Start Record extracts
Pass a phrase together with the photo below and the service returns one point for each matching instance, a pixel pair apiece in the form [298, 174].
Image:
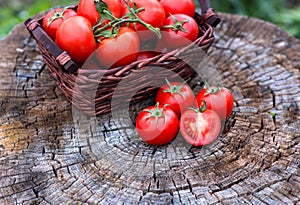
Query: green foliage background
[284, 13]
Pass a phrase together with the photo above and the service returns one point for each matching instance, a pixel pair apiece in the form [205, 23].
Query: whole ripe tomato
[179, 30]
[53, 19]
[120, 50]
[157, 125]
[176, 94]
[75, 36]
[152, 14]
[89, 9]
[179, 7]
[200, 127]
[220, 100]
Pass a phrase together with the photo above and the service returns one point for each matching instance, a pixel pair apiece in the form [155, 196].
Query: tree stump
[52, 154]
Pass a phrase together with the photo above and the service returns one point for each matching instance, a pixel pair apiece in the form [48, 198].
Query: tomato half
[157, 125]
[53, 19]
[200, 128]
[176, 94]
[179, 7]
[179, 30]
[220, 100]
[75, 36]
[120, 50]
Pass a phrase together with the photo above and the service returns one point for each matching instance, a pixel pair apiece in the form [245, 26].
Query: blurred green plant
[290, 21]
[279, 12]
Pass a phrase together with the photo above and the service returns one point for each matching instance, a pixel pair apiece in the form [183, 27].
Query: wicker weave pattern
[91, 90]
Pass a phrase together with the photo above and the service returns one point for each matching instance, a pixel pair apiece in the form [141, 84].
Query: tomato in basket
[179, 7]
[118, 50]
[157, 125]
[75, 36]
[94, 10]
[53, 19]
[152, 13]
[179, 30]
[200, 127]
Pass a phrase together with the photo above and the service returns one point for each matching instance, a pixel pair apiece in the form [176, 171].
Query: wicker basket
[92, 90]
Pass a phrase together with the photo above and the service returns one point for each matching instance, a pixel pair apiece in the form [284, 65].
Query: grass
[278, 12]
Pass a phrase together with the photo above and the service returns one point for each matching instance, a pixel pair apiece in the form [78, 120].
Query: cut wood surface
[50, 153]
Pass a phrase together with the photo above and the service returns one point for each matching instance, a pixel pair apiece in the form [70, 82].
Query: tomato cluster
[119, 31]
[198, 118]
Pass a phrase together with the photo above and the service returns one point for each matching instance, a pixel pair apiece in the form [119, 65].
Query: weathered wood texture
[50, 154]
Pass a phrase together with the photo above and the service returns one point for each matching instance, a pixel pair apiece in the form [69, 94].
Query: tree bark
[50, 153]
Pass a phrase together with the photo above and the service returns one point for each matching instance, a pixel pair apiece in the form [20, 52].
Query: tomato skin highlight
[53, 26]
[87, 9]
[179, 102]
[221, 102]
[75, 36]
[179, 7]
[179, 38]
[159, 132]
[119, 51]
[200, 129]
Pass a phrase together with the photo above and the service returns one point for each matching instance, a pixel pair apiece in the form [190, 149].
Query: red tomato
[76, 37]
[152, 14]
[179, 7]
[178, 95]
[119, 51]
[53, 19]
[157, 125]
[200, 127]
[219, 100]
[179, 30]
[88, 9]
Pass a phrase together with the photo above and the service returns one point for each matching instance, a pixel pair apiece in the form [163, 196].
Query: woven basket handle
[60, 56]
[207, 11]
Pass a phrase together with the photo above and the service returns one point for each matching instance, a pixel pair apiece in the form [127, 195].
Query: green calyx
[201, 108]
[211, 90]
[115, 23]
[177, 25]
[57, 15]
[174, 89]
[157, 112]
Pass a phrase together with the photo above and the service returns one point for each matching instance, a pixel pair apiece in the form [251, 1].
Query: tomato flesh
[158, 131]
[179, 100]
[221, 101]
[200, 128]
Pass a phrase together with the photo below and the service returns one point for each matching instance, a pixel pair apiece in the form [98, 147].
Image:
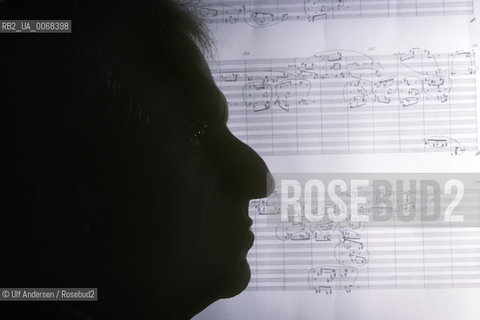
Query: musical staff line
[342, 101]
[266, 13]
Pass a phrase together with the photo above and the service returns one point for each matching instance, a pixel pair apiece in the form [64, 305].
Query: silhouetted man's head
[120, 171]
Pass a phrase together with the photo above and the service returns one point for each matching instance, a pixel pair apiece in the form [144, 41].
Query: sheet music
[353, 86]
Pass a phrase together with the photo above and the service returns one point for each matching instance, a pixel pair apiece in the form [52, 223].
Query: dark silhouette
End Record extracts
Required task: Quote each entry above verbatim and drop the pictures.

Output of the exercise:
Pass a phrase together with the photo below and the service returns one point for each matching instance, a pixel pair apiece in the form [298, 174].
Image:
Query: green foliage background
[284, 13]
Pass a phrase together with the photo above and the service returns one point for each matching instance, a pixel pair apiece in the form [205, 23].
Query: whole ripe tomato
[179, 30]
[53, 19]
[120, 50]
[157, 125]
[176, 94]
[75, 36]
[152, 14]
[89, 9]
[179, 7]
[200, 127]
[220, 100]
Pass a phrase together with the photo above and the service returns one point for each matching instance, a pixel pair apiece in the form [155, 196].
Query: tree stump
[52, 154]
Pass a phrase together with the photo above and the service returns one point for each matching instance, a pixel pair apiece in the form [48, 198].
Query: tomato half
[157, 125]
[53, 19]
[200, 128]
[176, 94]
[179, 7]
[179, 30]
[220, 100]
[75, 36]
[120, 50]
Pass a phrase together with the photo above and the service returns one point for each matching instance, a pixel pair apiece in the form [245, 26].
Query: blurred green plant
[290, 21]
[279, 12]
Pass a phrase together with the photo above and the service returns one point for each matching instance, a pixel pair apiece in the form [183, 27].
Query: wicker weave pattern
[91, 90]
Pass a phrase together with the photo above and the service returns one point for each matching instance, a pixel pair apiece in the form [141, 84].
Query: tomato in basket
[179, 7]
[118, 50]
[157, 125]
[75, 36]
[94, 10]
[53, 19]
[152, 13]
[179, 30]
[200, 127]
Pass a phrase together with the photo above and the service returns one point for each matching instance, a pixel pair apiece in the form [176, 171].
Query: wicker basket
[92, 90]
Pass a phrase together with the photo above and the service returns one point for each matching instance, a pixel pair apiece in the form [284, 65].
Query: grass
[278, 12]
Pass a phrase together with the photo above and the service returns one point for each matching instance, a pixel pair apiece in the form [78, 120].
Query: cut wood surface
[50, 153]
Pass a phrase together with the photo above and the service returns one point for each matching instance, a pixel pair apiece in the form [70, 82].
Query: tomato cluster
[119, 31]
[198, 118]
Pass a phrase together with the photo above and the service returns one point for each matching instance, a pixel pair apiece in the form [119, 65].
Query: weathered wood texture
[50, 154]
Pass a phrase together with the photo above and the service returns one point for each matching instance, a pixel pair apiece in the form [69, 94].
Query: tree bark
[50, 153]
Pass a phrase together with the photo above and the service returns one point for each matching instance, a pixel pair apiece in the form [20, 52].
Query: tomato skin highlight
[53, 26]
[87, 9]
[179, 102]
[221, 102]
[75, 36]
[179, 7]
[179, 38]
[159, 132]
[119, 51]
[200, 129]
Pass a phrase together with the photo above and the service returns one point for each matching instance, a pixel pair apiece in the form [190, 149].
Query: red tomato
[76, 37]
[152, 14]
[179, 7]
[178, 95]
[119, 51]
[53, 19]
[157, 125]
[200, 127]
[219, 100]
[179, 30]
[88, 9]
Pass a phrase together with the photo above and the service returns one point for each matching instance, a pixel pair apiece in the form [163, 196].
Query: woven basket handle
[60, 56]
[207, 11]
Pass a phrase together with the photo above and the service returns one point for each matching instance, a pixel pair apiece in the form [127, 195].
Query: green calyx
[201, 108]
[211, 90]
[115, 23]
[177, 25]
[57, 15]
[174, 89]
[157, 112]
Pass a phrase together with the photo above and the service returns one point for each matching instance, a pixel pair apiece in the form [251, 1].
Query: tomato flesh
[158, 131]
[179, 100]
[221, 101]
[200, 128]
Pass a phrase together with the photo below and the service returns one point for each matching instance, a pixel pair apiece in the form [98, 147].
Image:
Query: musical staff line
[342, 101]
[266, 13]
Pass a phrase together with the photo above and the service returns one point for each matching instance, a pixel pair apiece in the form [64, 305].
Query: silhouetted man's head
[120, 171]
Pass a phrase together with the photo above and the service returns one point for each matching instance, a pixel pair apiece in the form [144, 41].
Query: sheet music
[353, 86]
Pass a phrase together with the photo above and the service returns one point for each matching instance, a pixel pair apiece in the form [52, 223].
Query: dark silhouette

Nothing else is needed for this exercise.